Task item = Starting at the first entry below, repeat all the data word for word and drop the pictures.

Materials provided =
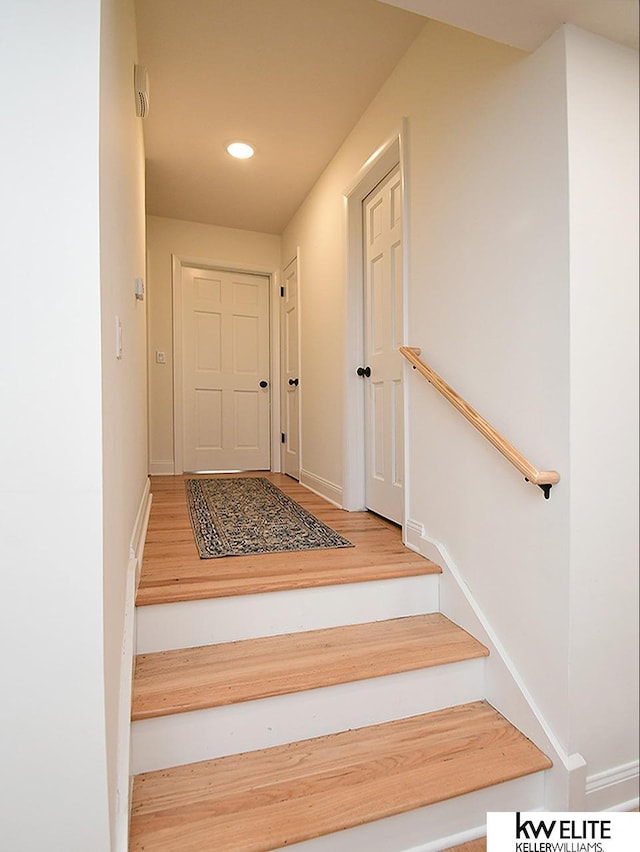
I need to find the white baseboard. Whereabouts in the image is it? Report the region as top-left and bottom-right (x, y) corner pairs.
(130, 477), (152, 586)
(605, 797), (640, 812)
(300, 468), (343, 507)
(404, 519), (426, 552)
(114, 556), (137, 852)
(406, 518), (586, 811)
(114, 478), (153, 852)
(130, 478), (152, 553)
(586, 760), (640, 811)
(148, 460), (174, 475)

Response area =
I need to find the white baseboard. Whereabouts in the image is it? Report the region as top-left and bottom-right (x, y) corner pairs.
(130, 477), (152, 586)
(605, 797), (640, 812)
(300, 468), (343, 507)
(404, 519), (426, 552)
(114, 556), (137, 852)
(406, 518), (586, 811)
(114, 478), (153, 852)
(130, 478), (152, 553)
(586, 760), (640, 811)
(148, 460), (174, 475)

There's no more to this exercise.